ASSIGNMENT: Please output all the entries word for word, without the pictures.

PROVIDED RECORDS:
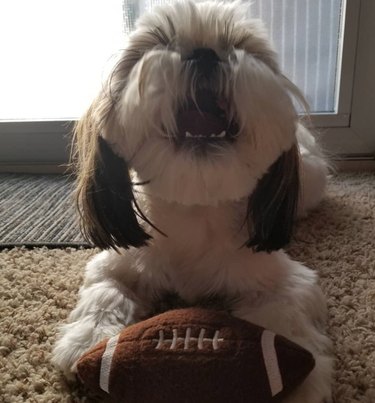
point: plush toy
(195, 355)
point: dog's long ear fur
(272, 207)
(104, 194)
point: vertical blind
(306, 34)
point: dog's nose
(205, 59)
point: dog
(192, 166)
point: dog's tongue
(194, 123)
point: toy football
(195, 355)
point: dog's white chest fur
(203, 252)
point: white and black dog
(192, 166)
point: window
(56, 53)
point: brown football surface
(195, 355)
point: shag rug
(38, 288)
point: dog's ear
(104, 196)
(272, 207)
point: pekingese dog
(192, 166)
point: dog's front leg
(296, 310)
(107, 302)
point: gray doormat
(38, 210)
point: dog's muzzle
(204, 119)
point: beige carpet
(38, 289)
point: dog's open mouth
(205, 120)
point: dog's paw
(78, 337)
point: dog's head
(198, 112)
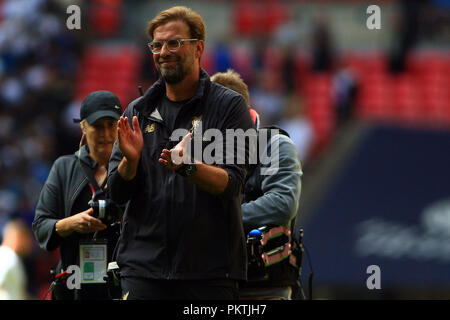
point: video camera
(105, 210)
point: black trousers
(134, 288)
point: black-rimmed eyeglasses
(172, 44)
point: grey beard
(172, 76)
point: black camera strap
(96, 189)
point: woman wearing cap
(63, 217)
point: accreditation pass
(93, 263)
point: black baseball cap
(100, 104)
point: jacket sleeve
(120, 190)
(237, 117)
(49, 209)
(281, 190)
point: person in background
(270, 201)
(64, 219)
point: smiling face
(176, 66)
(100, 136)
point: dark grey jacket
(172, 229)
(64, 184)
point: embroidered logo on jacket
(149, 128)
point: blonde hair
(232, 80)
(195, 22)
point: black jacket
(172, 229)
(64, 185)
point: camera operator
(68, 216)
(270, 203)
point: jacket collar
(147, 105)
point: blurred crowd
(39, 63)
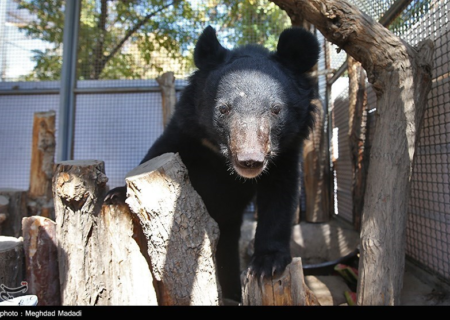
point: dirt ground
(335, 239)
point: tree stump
(289, 289)
(12, 271)
(41, 259)
(181, 235)
(13, 208)
(167, 84)
(40, 197)
(79, 187)
(100, 263)
(128, 277)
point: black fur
(245, 111)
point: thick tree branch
(401, 77)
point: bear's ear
(297, 49)
(208, 51)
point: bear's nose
(251, 160)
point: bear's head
(255, 103)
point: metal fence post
(68, 81)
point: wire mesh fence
(428, 223)
(129, 43)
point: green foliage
(135, 39)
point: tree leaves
(129, 39)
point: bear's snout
(250, 160)
(250, 146)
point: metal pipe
(68, 80)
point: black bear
(239, 127)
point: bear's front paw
(116, 196)
(269, 264)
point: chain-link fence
(123, 45)
(428, 223)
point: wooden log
(166, 82)
(14, 208)
(316, 170)
(358, 134)
(79, 187)
(289, 289)
(401, 78)
(181, 235)
(100, 263)
(41, 259)
(40, 196)
(12, 270)
(126, 266)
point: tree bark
(401, 78)
(12, 264)
(126, 265)
(167, 84)
(78, 189)
(40, 196)
(289, 289)
(358, 136)
(315, 170)
(181, 236)
(100, 263)
(14, 209)
(41, 259)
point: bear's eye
(275, 109)
(224, 109)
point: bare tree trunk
(315, 166)
(401, 78)
(40, 197)
(78, 189)
(41, 259)
(100, 263)
(181, 235)
(358, 136)
(289, 289)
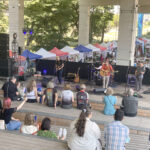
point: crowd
(85, 134)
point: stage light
(44, 72)
(24, 31)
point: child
(30, 126)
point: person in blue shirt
(109, 101)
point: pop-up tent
(82, 49)
(73, 54)
(61, 54)
(45, 54)
(86, 54)
(93, 48)
(32, 56)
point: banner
(140, 25)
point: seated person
(82, 98)
(31, 92)
(50, 95)
(67, 97)
(10, 89)
(109, 101)
(85, 134)
(130, 104)
(21, 90)
(45, 129)
(11, 122)
(30, 126)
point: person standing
(59, 69)
(116, 134)
(10, 89)
(105, 72)
(140, 70)
(130, 104)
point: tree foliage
(99, 21)
(52, 21)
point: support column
(16, 21)
(84, 20)
(127, 32)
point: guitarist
(59, 69)
(106, 70)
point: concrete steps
(63, 117)
(16, 141)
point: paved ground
(136, 122)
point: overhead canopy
(28, 54)
(58, 52)
(102, 48)
(45, 54)
(82, 49)
(70, 50)
(93, 48)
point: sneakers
(62, 134)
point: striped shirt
(116, 135)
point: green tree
(99, 21)
(53, 22)
(4, 18)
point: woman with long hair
(11, 122)
(109, 101)
(85, 134)
(31, 92)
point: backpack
(81, 100)
(49, 97)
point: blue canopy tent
(28, 54)
(82, 49)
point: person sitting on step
(50, 95)
(130, 104)
(85, 134)
(30, 125)
(67, 97)
(45, 129)
(82, 98)
(109, 101)
(31, 92)
(11, 122)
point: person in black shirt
(59, 68)
(7, 112)
(10, 89)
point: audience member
(67, 97)
(116, 134)
(50, 95)
(11, 122)
(30, 126)
(82, 98)
(130, 104)
(21, 90)
(85, 134)
(109, 101)
(45, 129)
(31, 92)
(10, 89)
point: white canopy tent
(73, 54)
(45, 54)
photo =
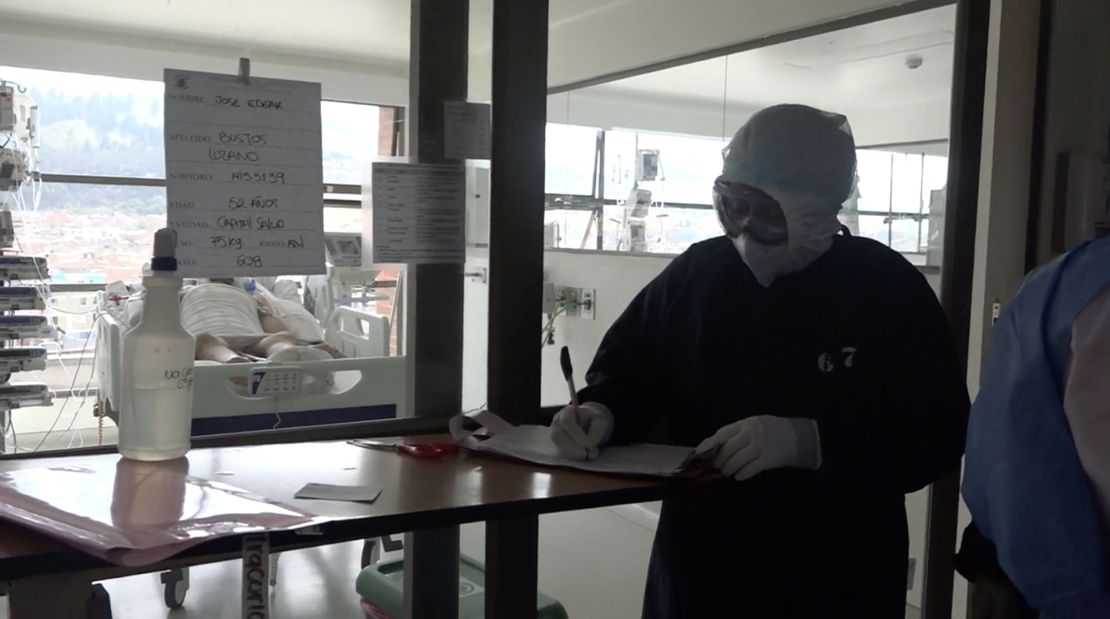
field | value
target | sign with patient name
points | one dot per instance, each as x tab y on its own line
243	174
419	213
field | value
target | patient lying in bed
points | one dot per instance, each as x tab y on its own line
232	325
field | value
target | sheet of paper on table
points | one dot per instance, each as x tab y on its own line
137	513
333	491
534	444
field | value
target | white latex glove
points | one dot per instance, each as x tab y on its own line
581	435
757	444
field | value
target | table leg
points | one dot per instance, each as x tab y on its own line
68	596
432	574
512	556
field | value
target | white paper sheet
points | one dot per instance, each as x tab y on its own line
137	513
534	444
419	213
244	174
466	130
332	491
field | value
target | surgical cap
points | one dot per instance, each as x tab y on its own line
795	148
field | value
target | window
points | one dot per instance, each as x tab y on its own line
350	140
897	201
100	230
687	165
94	124
897	192
571	159
112	128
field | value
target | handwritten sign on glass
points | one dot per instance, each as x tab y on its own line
243	174
419	213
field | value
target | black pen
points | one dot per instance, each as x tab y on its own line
564	359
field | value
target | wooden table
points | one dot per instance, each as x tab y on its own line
427	498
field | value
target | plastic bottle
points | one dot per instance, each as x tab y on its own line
157	412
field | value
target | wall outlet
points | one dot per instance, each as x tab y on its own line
569	296
550	297
577	303
587	304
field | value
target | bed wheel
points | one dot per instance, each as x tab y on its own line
174	586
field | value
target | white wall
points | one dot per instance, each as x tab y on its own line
605	37
615	277
127	56
1078	100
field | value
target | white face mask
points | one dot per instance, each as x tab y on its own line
810	226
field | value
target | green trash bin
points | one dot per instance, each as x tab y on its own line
382	587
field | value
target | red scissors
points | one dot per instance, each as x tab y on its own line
423	450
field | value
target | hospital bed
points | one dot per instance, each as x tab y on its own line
366	384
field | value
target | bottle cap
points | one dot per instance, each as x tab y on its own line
165	243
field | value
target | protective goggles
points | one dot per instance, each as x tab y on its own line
745	210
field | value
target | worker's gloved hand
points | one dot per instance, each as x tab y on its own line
750	446
581	435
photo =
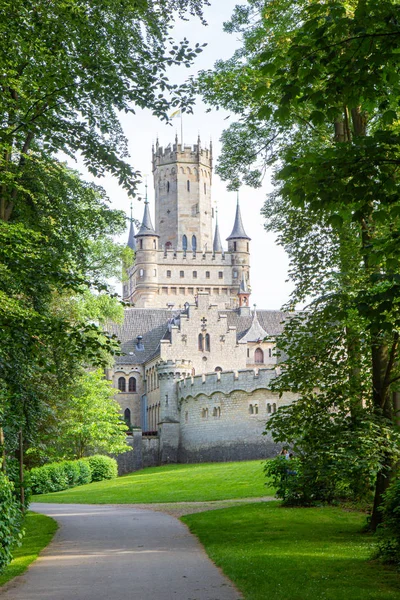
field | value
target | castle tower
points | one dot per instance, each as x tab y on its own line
239	247
182	184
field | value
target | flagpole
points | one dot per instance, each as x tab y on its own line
181	129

EXERCISE ANSWER:
point: plush toy
(195, 355)
point: dog's long ear fur
(272, 207)
(104, 194)
point: vertical blind
(306, 34)
point: dog's nose
(205, 59)
point: dog
(192, 166)
point: dog's tongue
(194, 123)
point: toy football
(195, 355)
point: dog's white chest fur
(203, 252)
point: white and black dog
(192, 166)
point: window
(56, 53)
point: brown football surface
(195, 355)
point: shag rug
(38, 288)
point: dog's ear
(104, 196)
(272, 207)
point: pekingese dog
(192, 166)
point: dog's front leg
(296, 310)
(107, 302)
point: gray doormat
(38, 210)
point: dog's muzzle
(204, 119)
point: beige carpet
(38, 289)
point: dog's open mouth
(205, 120)
point: dog's paw
(78, 337)
point: dog's head
(198, 112)
point: video camera
(105, 210)
point: black trousers
(134, 288)
point: black-rimmed eyeglasses
(172, 44)
point: grey beard
(172, 76)
point: black camera strap
(96, 189)
point: woman wearing cap
(63, 217)
point: accreditation pass
(93, 263)
point: black baseball cap
(100, 104)
point: jacket sleeve
(120, 190)
(237, 117)
(49, 209)
(281, 190)
point: person in background
(270, 201)
(64, 219)
point: smiling face
(176, 66)
(100, 136)
point: dark grey jacket
(172, 229)
(64, 184)
point: embroidered logo on jacket
(149, 128)
point: blonde hair
(232, 80)
(195, 22)
point: black jacket
(172, 229)
(64, 185)
point: camera operator
(68, 216)
(270, 203)
point: jacket collar
(147, 105)
point: blurred crowd
(39, 63)
point: dirt ground
(335, 239)
point: tree stump
(289, 289)
(12, 271)
(41, 259)
(181, 235)
(13, 208)
(167, 84)
(40, 197)
(79, 187)
(100, 263)
(128, 277)
point: black fur
(245, 111)
point: thick tree branch
(401, 77)
point: bear's ear
(297, 49)
(208, 51)
point: bear's nose
(251, 160)
point: bear's head
(255, 103)
point: metal fence post
(68, 81)
point: wire mesh fence
(428, 223)
(129, 43)
point: green foliage
(135, 39)
point: tree leaves
(129, 39)
point: bear's snout
(250, 160)
(250, 146)
point: metal pipe
(68, 80)
point: black bear
(239, 127)
point: bear's front paw
(116, 196)
(269, 264)
point: chain-link fence
(123, 45)
(428, 223)
point: wooden log
(166, 82)
(14, 208)
(316, 170)
(358, 134)
(79, 187)
(289, 289)
(401, 78)
(181, 235)
(100, 263)
(41, 259)
(40, 196)
(12, 270)
(126, 266)
point: tree bark
(401, 78)
(12, 264)
(126, 265)
(167, 84)
(78, 189)
(40, 196)
(289, 289)
(358, 136)
(315, 170)
(181, 236)
(100, 263)
(14, 209)
(41, 259)
point: bear's eye
(275, 109)
(224, 109)
point: bare tree trunk
(315, 166)
(401, 78)
(40, 197)
(78, 189)
(41, 259)
(100, 263)
(181, 235)
(358, 136)
(289, 289)
point: crowd
(85, 134)
point: stage light
(44, 72)
(24, 31)
point: child
(30, 126)
point: person in blue shirt
(109, 101)
point: pop-up tent
(82, 49)
(73, 54)
(61, 54)
(45, 54)
(86, 54)
(93, 48)
(32, 56)
point: banner
(140, 25)
point: seated person
(82, 98)
(31, 92)
(50, 95)
(67, 97)
(10, 89)
(109, 101)
(85, 134)
(130, 104)
(21, 90)
(45, 129)
(11, 122)
(30, 126)
point: person standing
(59, 69)
(116, 134)
(10, 89)
(105, 72)
(140, 70)
(130, 104)
point: tree foliage
(99, 21)
(52, 21)
point: support column
(16, 21)
(84, 20)
(127, 32)
point: guitarist
(59, 69)
(106, 70)
point: concrete steps
(63, 117)
(16, 141)
point: paved ground
(136, 122)
point: overhead canopy
(28, 54)
(58, 52)
(102, 48)
(45, 54)
(82, 49)
(70, 50)
(93, 48)
point: sneakers
(62, 134)
point: striped shirt
(116, 135)
point: green tree
(99, 21)
(53, 22)
(4, 18)
point: woman with long hair
(11, 122)
(109, 101)
(85, 134)
(31, 92)
point: backpack
(81, 100)
(49, 97)
point: blue canopy tent
(28, 54)
(82, 49)
point: person sitting on step
(50, 95)
(130, 104)
(85, 134)
(30, 125)
(67, 97)
(45, 129)
(82, 98)
(109, 101)
(31, 92)
(11, 122)
point: person in black shirt
(59, 68)
(7, 112)
(10, 89)
point: audience member
(67, 97)
(116, 134)
(50, 95)
(11, 122)
(30, 126)
(82, 98)
(130, 104)
(21, 90)
(85, 134)
(109, 101)
(45, 129)
(31, 92)
(10, 89)
point: white canopy tent
(73, 54)
(45, 54)
photo =
field | value
target | sign with patient name
points | one dot per instance, each as x tab y on its own line
243	174
419	213
field | value
target | patient lying in bed
points | one dot per instance, each as x tab y on its own line
232	325
field | value
target | sheet of paper on table
points | one dot per instance, each as x tab y on its own line
137	513
333	491
534	444
field | value
target | white latex glove
points | one dot per instance, each as x tab y on its own line
581	435
757	444
field | value
target | table leg
points | one dot per instance, each as x tab y on its own line
68	596
432	574
512	556
field | value
target | white paper sheet
points | one dot per instance, each as x tab y on its own line
137	513
534	444
419	213
244	174
466	130
332	491
field | value
target | surgical cap
points | one dot per instance, each as x tab y on its own line
795	148
field | value
target | window
points | one dot per instance, each as x tab y on its own line
350	140
897	201
100	230
687	165
94	124
897	192
571	159
112	128
field | value
target | handwritten sign on glass
points | one dot per instance, each as x tab y on its own line
243	174
419	213
field | value
target | black pen
points | one dot per instance, each as x tab y on its own line
564	359
field | value
target | wooden table
points | one dot per instance, each as x tab y on its own line
427	498
field | value
target | plastic bottle
points | one dot per instance, each as x tab y on its own line
157	412
field | value
target | wall outlet
points | one dot per instance, each as x tab y on its own line
569	296
550	297
577	303
587	304
field | value
target | bed wheel
points | one dot per instance, each as x tab y on its own line
174	586
field | value
target | white wall
points | one dot per instance, each as x tab y on its own line
605	37
615	277
127	56
1078	100
field | value
target | white face mask
points | one dot per instance, each as x tab y on its own line
810	226
field | value
target | green trash bin
points | one dot per instance, each as x tab y on its own line
382	587
field | value
target | red scissors
points | one dot per instance, each as x tab y on its own line
423	450
field | value
target | hospital bed
points | one dot per instance, each as x tab y on its own line
366	384
field | value
target | bottle cap
points | one dot per instance, each as x tab y on its own line
165	243
field | value
target | protective goggles
points | one dot per instance, each as x tab y on its own line
745	210
field | value
target | worker's gloved hand
points | one dot per instance, each as x tab y on its own line
750	446
581	435
photo =
field | value
target | castle tower
points | one dot per instance, each as x tab y on its own line
239	247
182	184
field | value
target | flagpole
points | one dot per instance, each as x tab y on its own line
181	129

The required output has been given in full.